• [GOAL OF THE EXERCISE]
Rewrite every line of the records below as a Markdown table with the columns "Row" and "Entry," numbering the rows and skipping blank lines. Omit the pictures from your table.
──────── RAW DATA
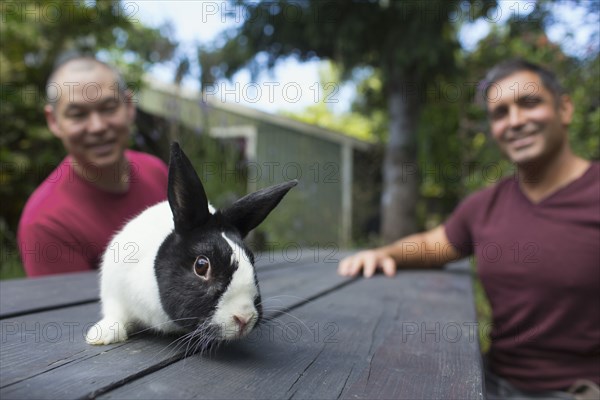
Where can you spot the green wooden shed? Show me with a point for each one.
(319, 212)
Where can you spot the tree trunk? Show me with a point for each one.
(400, 170)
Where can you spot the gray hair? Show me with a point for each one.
(509, 67)
(66, 58)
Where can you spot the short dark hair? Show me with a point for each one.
(69, 56)
(509, 67)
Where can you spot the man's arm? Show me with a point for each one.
(430, 249)
(43, 252)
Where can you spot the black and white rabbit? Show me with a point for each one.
(191, 271)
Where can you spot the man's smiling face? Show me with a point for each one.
(91, 116)
(527, 121)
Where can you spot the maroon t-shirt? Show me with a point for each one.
(540, 266)
(67, 222)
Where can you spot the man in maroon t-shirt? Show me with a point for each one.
(535, 239)
(70, 218)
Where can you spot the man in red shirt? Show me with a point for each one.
(535, 239)
(70, 218)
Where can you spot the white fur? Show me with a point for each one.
(238, 299)
(128, 286)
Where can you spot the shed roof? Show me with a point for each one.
(248, 112)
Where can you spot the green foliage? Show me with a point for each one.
(32, 35)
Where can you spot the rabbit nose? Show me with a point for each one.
(241, 321)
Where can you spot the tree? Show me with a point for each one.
(407, 43)
(32, 35)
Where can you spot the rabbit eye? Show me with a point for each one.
(202, 267)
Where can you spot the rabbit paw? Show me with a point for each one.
(106, 332)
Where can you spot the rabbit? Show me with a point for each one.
(190, 271)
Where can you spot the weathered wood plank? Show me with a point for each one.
(68, 356)
(366, 346)
(33, 295)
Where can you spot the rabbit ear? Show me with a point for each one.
(249, 211)
(186, 194)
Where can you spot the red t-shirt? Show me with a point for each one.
(540, 266)
(67, 222)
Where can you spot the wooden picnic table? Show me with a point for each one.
(324, 337)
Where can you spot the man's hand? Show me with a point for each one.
(369, 261)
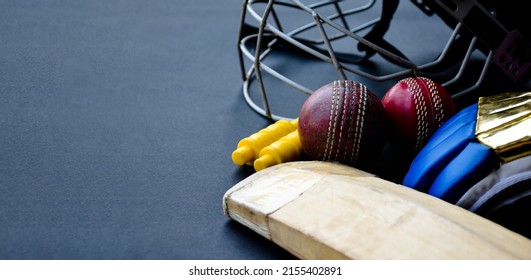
────────────────
• [THE ANSWER]
| Row | Entry |
|---|---|
| 1 | Where can you spot the green wooden shed? Show me with a point for each one. |
| 2 | (319, 212) |
| 3 | Where can you spot the tree trunk? Show me with a point for each one. |
| 4 | (400, 170) |
| 5 | Where can you spot the gray hair? Show me with a point for each one. |
| 6 | (509, 67) |
| 7 | (66, 58) |
| 8 | Where can you spot the short dark hair? Show me with a point for each one. |
| 9 | (69, 56) |
| 10 | (509, 67) |
| 11 | Where can you spot the man's arm? Show me with a point for each one. |
| 12 | (430, 249) |
| 13 | (43, 252) |
| 14 | Where can you spot the black and white rabbit? Show me with a point for each one. |
| 15 | (191, 271) |
| 16 | Where can you spot the man's smiling face? Show me with a point for each one. |
| 17 | (91, 116) |
| 18 | (527, 121) |
| 19 | Where can you spot the maroon t-shirt? Show me with a point for each one. |
| 20 | (540, 266) |
| 21 | (67, 222) |
| 22 | Where can you spot the man in maroon t-shirt? Show me with a point for each one. |
| 23 | (535, 239) |
| 24 | (70, 218) |
| 25 | Where can you spot the man in red shirt? Show me with a point for each one. |
| 26 | (535, 239) |
| 27 | (70, 218) |
| 28 | Where can you spot the white fur? Show me with a point for each one. |
| 29 | (238, 299) |
| 30 | (128, 286) |
| 31 | Where can you spot the shed roof? Show me with a point for each one. |
| 32 | (248, 112) |
| 33 | Where can you spot the green foliage? Show me with a point for each one. |
| 34 | (32, 35) |
| 35 | Where can you spot the rabbit nose? Show me with a point for each one. |
| 36 | (241, 321) |
| 37 | Where can you spot the tree? Show me with a point for each one. |
| 38 | (407, 43) |
| 39 | (32, 35) |
| 40 | Where can you spot the rabbit eye? Show me with a point for each one. |
| 41 | (202, 267) |
| 42 | Where can you spot the rabbit paw? Show me with a point for each one. |
| 43 | (106, 332) |
| 44 | Where can you spot the rabbit? Show me with a point for each one. |
| 45 | (190, 271) |
| 46 | Where can you spot the weathered wood plank? Show me with a point for each one. |
| 47 | (68, 356) |
| 48 | (366, 346) |
| 49 | (33, 295) |
| 50 | Where can you spot the rabbit ear? Show me with a point for each one. |
| 51 | (249, 211) |
| 52 | (186, 194) |
| 53 | Where can you spot the red t-shirt? Show me with a point for each one. |
| 54 | (540, 266) |
| 55 | (67, 222) |
| 56 | Where can you spot the wooden picnic table? Show me with a point for each one. |
| 57 | (324, 337) |
| 58 | Where can you spot the man's hand? Show me with a point for each one. |
| 59 | (369, 261) |